Segment Open
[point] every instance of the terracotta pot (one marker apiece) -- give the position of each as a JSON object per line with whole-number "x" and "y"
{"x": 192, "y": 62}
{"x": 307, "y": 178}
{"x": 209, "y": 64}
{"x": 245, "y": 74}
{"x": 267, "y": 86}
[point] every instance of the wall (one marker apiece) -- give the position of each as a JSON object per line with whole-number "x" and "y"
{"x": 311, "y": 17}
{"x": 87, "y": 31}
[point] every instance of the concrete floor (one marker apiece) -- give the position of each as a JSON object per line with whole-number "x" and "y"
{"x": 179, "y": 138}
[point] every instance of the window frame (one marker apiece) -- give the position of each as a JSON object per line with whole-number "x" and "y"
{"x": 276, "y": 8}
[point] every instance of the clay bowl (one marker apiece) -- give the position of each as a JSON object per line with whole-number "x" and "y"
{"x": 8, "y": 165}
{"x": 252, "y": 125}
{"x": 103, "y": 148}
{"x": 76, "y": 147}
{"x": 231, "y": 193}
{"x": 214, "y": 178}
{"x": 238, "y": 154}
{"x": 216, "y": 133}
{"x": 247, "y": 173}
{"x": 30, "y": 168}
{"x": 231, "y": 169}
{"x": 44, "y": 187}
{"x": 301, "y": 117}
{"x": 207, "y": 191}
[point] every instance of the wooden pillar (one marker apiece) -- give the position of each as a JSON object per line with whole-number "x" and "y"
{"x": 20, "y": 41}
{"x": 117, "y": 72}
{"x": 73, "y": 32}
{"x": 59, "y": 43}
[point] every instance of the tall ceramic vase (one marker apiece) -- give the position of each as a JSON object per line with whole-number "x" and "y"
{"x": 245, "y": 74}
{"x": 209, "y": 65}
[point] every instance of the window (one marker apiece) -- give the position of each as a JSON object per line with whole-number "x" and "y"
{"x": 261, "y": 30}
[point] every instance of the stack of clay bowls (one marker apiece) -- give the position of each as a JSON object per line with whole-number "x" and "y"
Segment Closed
#### [GOAL OF THE EXERCISE]
Could you restate every record above word for word?

#### [WRITTEN ANSWER]
[point] every instance of the terracotta pot (one marker apiece) -- give the position of each as a JSON object per line with whole-number "x" and "y"
{"x": 192, "y": 62}
{"x": 307, "y": 178}
{"x": 209, "y": 64}
{"x": 245, "y": 74}
{"x": 267, "y": 86}
[point] every instance of the wall (one marker apiece) -- give the position of each as a JSON object per line with whole-number "x" and "y"
{"x": 311, "y": 17}
{"x": 87, "y": 31}
[point] every instance of the concrete floor (one marker apiece) -- give the position of each as a JSON object per line with whole-number "x" and "y"
{"x": 179, "y": 138}
[point] every instance of the window frame (one marker apiece) -- give the position of each as a JSON object per line with whole-number "x" and "y"
{"x": 276, "y": 8}
[point] every instance of the clay bowl (one marker apiece) -- give the position of each as a JSON object per line with whole-number "x" and "y"
{"x": 8, "y": 165}
{"x": 252, "y": 125}
{"x": 103, "y": 148}
{"x": 76, "y": 147}
{"x": 231, "y": 193}
{"x": 214, "y": 178}
{"x": 238, "y": 154}
{"x": 216, "y": 133}
{"x": 247, "y": 173}
{"x": 30, "y": 168}
{"x": 231, "y": 169}
{"x": 44, "y": 187}
{"x": 301, "y": 117}
{"x": 207, "y": 191}
[point] every instance of the wooden pillar (one marker apiece) -- give the position of each as a JSON object per line with whole-number "x" and "y"
{"x": 20, "y": 41}
{"x": 117, "y": 72}
{"x": 73, "y": 32}
{"x": 59, "y": 43}
[point] every instance of the tall ceramic vase (one marker apiece) -- give the position of each as a JSON object per line with whole-number "x" and "y"
{"x": 245, "y": 74}
{"x": 209, "y": 65}
[point] every instance of the window (one marker apiece) -- give the position of each as a JSON object per line with whole-number "x" and "y"
{"x": 261, "y": 30}
[point] every instance of the stack of clay bowls (one marker apiece) -- give the position of each as a JSON object per line with whole-number "x" and "y"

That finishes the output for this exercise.